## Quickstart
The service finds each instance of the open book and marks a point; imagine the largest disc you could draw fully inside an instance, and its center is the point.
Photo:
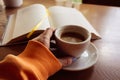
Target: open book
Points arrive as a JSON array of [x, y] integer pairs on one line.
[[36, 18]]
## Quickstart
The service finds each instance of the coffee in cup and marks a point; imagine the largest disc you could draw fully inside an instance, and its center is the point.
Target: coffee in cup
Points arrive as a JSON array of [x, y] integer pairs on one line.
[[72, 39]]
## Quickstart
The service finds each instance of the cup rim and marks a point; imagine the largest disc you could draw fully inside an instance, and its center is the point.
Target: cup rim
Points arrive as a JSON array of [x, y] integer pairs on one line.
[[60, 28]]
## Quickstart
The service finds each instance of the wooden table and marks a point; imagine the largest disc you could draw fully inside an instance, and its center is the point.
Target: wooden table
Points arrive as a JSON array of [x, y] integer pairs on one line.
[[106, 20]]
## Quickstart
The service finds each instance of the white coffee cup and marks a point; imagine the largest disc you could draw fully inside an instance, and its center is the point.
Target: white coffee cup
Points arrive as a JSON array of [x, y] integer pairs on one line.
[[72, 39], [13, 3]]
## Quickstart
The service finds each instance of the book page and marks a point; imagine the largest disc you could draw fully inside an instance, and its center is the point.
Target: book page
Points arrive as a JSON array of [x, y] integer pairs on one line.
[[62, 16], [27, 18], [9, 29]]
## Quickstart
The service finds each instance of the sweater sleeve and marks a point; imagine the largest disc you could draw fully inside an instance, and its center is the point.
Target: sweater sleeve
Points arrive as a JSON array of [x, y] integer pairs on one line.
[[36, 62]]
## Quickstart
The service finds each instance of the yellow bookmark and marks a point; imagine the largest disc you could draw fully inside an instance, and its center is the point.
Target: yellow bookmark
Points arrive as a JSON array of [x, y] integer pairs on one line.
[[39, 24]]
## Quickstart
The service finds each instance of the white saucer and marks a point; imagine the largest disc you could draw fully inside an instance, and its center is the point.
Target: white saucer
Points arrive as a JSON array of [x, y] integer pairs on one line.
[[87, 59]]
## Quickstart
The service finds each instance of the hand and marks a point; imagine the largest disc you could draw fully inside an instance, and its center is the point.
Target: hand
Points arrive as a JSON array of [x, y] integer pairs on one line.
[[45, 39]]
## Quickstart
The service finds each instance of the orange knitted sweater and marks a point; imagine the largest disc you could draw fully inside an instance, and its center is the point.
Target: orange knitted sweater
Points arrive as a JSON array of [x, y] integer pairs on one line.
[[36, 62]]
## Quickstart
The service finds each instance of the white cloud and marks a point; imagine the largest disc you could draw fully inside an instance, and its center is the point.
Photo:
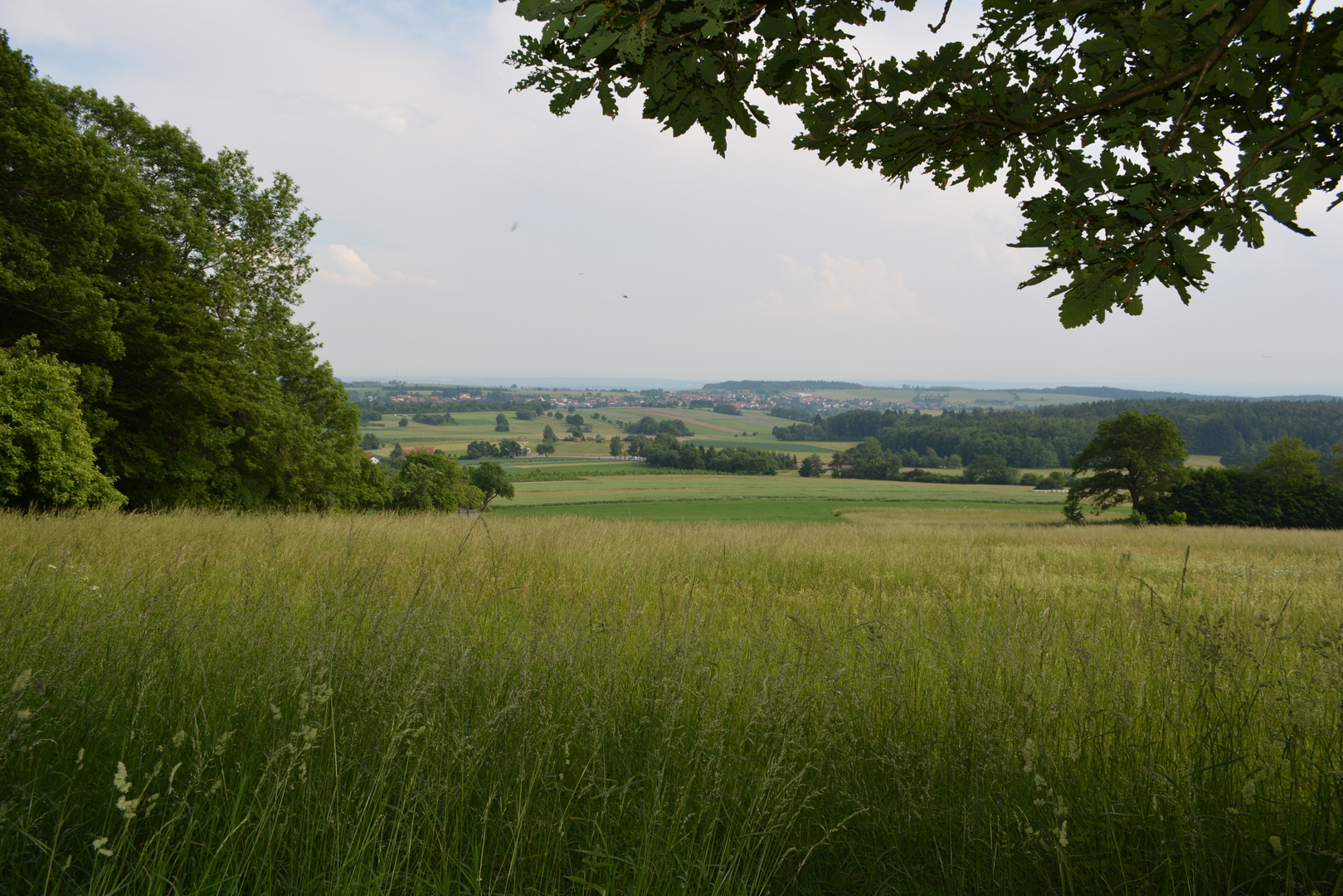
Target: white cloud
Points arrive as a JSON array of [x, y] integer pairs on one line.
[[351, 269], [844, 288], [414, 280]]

=======

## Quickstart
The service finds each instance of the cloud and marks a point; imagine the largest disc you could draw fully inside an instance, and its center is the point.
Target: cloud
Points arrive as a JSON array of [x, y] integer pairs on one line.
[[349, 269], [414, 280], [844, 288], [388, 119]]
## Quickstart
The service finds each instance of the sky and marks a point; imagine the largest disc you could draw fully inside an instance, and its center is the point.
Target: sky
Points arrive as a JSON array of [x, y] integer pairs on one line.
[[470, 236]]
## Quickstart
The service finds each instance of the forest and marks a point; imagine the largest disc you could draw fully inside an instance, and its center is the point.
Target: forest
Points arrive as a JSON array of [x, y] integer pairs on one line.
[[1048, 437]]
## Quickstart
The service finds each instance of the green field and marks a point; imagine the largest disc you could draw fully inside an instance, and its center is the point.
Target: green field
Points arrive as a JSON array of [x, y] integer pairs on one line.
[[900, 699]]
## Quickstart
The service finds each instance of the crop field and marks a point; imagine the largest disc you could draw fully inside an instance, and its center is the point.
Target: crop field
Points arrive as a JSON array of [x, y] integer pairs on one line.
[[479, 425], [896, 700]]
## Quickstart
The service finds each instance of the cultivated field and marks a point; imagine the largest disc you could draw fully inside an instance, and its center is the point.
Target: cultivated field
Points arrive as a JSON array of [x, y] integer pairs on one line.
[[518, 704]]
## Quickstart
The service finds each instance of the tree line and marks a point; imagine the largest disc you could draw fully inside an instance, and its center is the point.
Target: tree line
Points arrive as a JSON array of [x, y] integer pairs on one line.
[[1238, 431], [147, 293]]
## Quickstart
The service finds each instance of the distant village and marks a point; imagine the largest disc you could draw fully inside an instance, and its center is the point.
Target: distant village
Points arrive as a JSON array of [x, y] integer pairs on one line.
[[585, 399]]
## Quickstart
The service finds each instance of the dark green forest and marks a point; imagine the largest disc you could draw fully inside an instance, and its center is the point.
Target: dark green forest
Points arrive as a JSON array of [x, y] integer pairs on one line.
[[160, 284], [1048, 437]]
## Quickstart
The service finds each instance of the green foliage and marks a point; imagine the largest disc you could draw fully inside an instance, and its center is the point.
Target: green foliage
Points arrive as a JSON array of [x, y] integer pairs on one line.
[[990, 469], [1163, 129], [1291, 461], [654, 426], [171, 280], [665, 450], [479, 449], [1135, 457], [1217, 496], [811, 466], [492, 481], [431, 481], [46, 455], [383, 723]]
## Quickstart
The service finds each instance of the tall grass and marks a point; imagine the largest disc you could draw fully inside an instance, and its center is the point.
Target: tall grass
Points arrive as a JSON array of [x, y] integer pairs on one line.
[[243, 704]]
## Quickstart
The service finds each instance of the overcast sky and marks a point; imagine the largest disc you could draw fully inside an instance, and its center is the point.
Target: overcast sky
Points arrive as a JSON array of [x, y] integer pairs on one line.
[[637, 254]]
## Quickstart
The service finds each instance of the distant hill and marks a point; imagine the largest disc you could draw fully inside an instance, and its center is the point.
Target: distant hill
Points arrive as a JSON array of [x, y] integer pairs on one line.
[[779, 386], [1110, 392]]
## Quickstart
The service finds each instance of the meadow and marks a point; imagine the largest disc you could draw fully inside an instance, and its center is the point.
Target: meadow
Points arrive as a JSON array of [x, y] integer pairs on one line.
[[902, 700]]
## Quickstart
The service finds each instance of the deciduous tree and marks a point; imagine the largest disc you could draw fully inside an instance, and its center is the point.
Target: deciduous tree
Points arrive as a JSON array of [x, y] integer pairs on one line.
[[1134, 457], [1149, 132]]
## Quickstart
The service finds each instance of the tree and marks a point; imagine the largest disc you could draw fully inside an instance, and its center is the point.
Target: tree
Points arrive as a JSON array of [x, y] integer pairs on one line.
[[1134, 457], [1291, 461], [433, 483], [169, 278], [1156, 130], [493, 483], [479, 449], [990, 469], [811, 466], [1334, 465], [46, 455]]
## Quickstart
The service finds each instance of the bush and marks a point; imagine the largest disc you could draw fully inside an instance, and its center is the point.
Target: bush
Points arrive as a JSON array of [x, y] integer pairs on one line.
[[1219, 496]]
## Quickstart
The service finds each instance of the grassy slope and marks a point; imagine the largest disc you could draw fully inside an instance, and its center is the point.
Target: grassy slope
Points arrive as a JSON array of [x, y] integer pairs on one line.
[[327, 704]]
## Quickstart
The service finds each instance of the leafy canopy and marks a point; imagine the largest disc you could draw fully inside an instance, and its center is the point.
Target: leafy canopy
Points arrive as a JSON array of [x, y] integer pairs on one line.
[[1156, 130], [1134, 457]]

=======

§ **WHAT IS REQUIRED**
Search the material for "saucer" and copy each matching line.

§ **EXPECTED ANSWER**
The service finds each instance of the white saucer and marks a point; imagine the largest disc you could draw fully inside an instance, and its center is the point.
Target: white saucer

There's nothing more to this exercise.